**Supplied material:**

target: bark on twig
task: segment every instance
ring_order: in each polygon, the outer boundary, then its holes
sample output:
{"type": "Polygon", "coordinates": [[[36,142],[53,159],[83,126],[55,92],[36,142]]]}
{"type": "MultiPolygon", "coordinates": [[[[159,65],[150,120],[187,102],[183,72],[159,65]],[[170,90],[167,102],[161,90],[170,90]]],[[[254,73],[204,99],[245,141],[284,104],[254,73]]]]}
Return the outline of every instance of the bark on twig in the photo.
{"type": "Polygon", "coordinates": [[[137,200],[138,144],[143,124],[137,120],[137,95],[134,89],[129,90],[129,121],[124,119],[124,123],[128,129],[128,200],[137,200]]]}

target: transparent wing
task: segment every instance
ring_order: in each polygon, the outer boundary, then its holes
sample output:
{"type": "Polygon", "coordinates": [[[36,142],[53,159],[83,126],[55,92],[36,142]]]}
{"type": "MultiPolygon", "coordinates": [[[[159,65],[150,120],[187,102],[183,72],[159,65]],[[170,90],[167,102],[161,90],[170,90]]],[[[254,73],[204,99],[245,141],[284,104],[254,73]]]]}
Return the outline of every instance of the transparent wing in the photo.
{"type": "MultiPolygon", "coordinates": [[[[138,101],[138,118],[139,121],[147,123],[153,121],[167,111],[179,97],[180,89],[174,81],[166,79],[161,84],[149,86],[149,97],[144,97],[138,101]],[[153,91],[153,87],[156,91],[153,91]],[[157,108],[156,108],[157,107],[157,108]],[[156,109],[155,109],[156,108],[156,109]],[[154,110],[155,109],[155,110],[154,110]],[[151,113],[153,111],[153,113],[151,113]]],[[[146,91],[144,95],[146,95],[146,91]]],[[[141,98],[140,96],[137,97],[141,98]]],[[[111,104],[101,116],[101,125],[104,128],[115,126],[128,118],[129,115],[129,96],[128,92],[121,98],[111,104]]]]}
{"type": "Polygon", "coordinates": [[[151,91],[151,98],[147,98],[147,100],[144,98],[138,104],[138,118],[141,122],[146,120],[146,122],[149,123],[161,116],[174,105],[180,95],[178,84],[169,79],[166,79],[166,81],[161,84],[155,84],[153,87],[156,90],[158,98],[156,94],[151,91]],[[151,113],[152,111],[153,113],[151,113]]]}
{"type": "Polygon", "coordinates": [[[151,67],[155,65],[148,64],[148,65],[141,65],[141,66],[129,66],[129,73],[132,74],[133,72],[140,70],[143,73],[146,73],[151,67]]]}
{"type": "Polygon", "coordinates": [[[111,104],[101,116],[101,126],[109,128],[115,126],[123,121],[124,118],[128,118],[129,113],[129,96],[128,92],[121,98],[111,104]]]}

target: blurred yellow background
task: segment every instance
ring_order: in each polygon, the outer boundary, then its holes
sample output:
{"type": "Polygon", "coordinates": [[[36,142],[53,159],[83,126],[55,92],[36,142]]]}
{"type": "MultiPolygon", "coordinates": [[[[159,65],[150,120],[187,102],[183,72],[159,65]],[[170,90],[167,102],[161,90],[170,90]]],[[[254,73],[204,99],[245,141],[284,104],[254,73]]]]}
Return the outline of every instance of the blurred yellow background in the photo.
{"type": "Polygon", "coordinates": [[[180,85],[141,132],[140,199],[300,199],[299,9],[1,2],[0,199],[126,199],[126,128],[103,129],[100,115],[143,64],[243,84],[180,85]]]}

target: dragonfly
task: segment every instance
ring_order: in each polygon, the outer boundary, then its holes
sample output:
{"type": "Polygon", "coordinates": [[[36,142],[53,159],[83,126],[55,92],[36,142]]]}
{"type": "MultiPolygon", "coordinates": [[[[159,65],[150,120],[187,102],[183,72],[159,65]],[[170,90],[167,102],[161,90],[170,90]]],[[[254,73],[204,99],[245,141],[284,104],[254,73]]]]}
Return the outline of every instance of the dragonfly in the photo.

**Work to do:**
Convert the listing above into a numbered list, one line per item, leaving out the blank lines.

**Solution to this task:**
1. target: bark on twig
2. task: segment every instance
3. ring_order: in each polygon, the outer boundary, then its holes
4. sample output:
5. {"type": "Polygon", "coordinates": [[[36,142],[53,159],[83,126],[55,92],[36,142]]]}
6. {"type": "MultiPolygon", "coordinates": [[[[159,65],[150,120],[187,102],[183,72],[159,65]],[[170,90],[167,102],[161,90],[170,90]]],[[[254,73],[204,99],[245,141],[284,104],[254,73]]]]}
7. Return the outline of every instance of the bark on twig in the photo.
8. {"type": "Polygon", "coordinates": [[[137,200],[138,144],[143,124],[137,120],[137,95],[134,89],[129,90],[129,121],[124,119],[124,123],[128,129],[128,200],[137,200]]]}
9. target: transparent wing
10. task: segment every instance
11. ring_order: in each polygon, the outer boundary, then its holes
12. sample output:
13. {"type": "Polygon", "coordinates": [[[36,142],[53,159],[83,126],[55,92],[36,142]]]}
14. {"type": "MultiPolygon", "coordinates": [[[[159,65],[150,120],[187,102],[183,72],[159,65]],[[170,90],[167,102],[161,90],[170,90]]],[[[254,73],[204,99],[245,141],[284,104],[254,73]]]]}
15. Return the outline of every instance of the transparent wing in the photo.
16. {"type": "MultiPolygon", "coordinates": [[[[138,101],[138,118],[139,121],[147,123],[153,121],[167,111],[179,97],[180,89],[174,81],[166,79],[161,84],[149,86],[149,97],[144,97],[138,101]],[[153,91],[153,87],[156,91],[153,91]],[[157,108],[156,108],[157,107],[157,108]],[[156,109],[155,109],[156,108],[156,109]],[[154,110],[155,109],[155,110],[154,110]],[[151,113],[153,111],[153,113],[151,113]]],[[[146,91],[144,95],[146,95],[146,91]]],[[[141,98],[140,96],[137,97],[141,98]]],[[[111,104],[101,116],[101,125],[104,128],[115,126],[128,118],[129,115],[129,96],[128,92],[121,98],[111,104]]]]}
17. {"type": "Polygon", "coordinates": [[[151,91],[151,98],[147,98],[147,100],[144,98],[138,104],[138,118],[141,122],[146,120],[146,122],[149,123],[161,116],[174,105],[180,95],[178,84],[169,79],[166,79],[166,81],[161,84],[155,84],[153,87],[156,90],[158,98],[156,94],[151,91]],[[151,113],[152,111],[153,113],[151,113]]]}
18. {"type": "Polygon", "coordinates": [[[151,67],[155,65],[148,64],[148,65],[141,65],[141,66],[129,66],[129,73],[132,74],[133,72],[140,70],[143,73],[146,73],[151,67]]]}
19. {"type": "Polygon", "coordinates": [[[111,104],[101,116],[101,126],[109,128],[115,126],[123,121],[124,118],[128,118],[129,113],[129,96],[128,92],[121,98],[111,104]]]}
20. target: blurred yellow background
21. task: segment every instance
22. ring_order: in each polygon, the outer boundary, then its holes
23. sample output:
24. {"type": "Polygon", "coordinates": [[[36,142],[53,159],[83,126],[55,92],[36,142]]]}
25. {"type": "MultiPolygon", "coordinates": [[[[159,65],[150,120],[187,102],[183,72],[159,65]],[[170,90],[167,102],[161,90],[170,90]]],[[[254,73],[204,99],[245,141],[284,104],[254,73]]]]}
26. Return the outline of every instance of the blurred yellow background in the photo.
27. {"type": "Polygon", "coordinates": [[[180,85],[141,132],[140,199],[300,199],[299,9],[1,2],[0,199],[126,199],[126,128],[103,129],[100,115],[143,64],[243,84],[180,85]]]}
28. target: dragonfly
29. task: segment every instance
30. ring_order: in each polygon, the outer boundary, then its holes
31. sample output:
32. {"type": "Polygon", "coordinates": [[[36,142],[53,159],[83,126],[55,92],[36,142]]]}
33. {"type": "MultiPolygon", "coordinates": [[[[159,65],[150,120],[187,102],[183,72],[159,65]],[[170,90],[167,102],[161,90],[170,90]]],[[[254,73],[204,99],[245,141],[284,104],[254,73]]]]}
34. Return the outline of every instance of the dragonfly in the photo.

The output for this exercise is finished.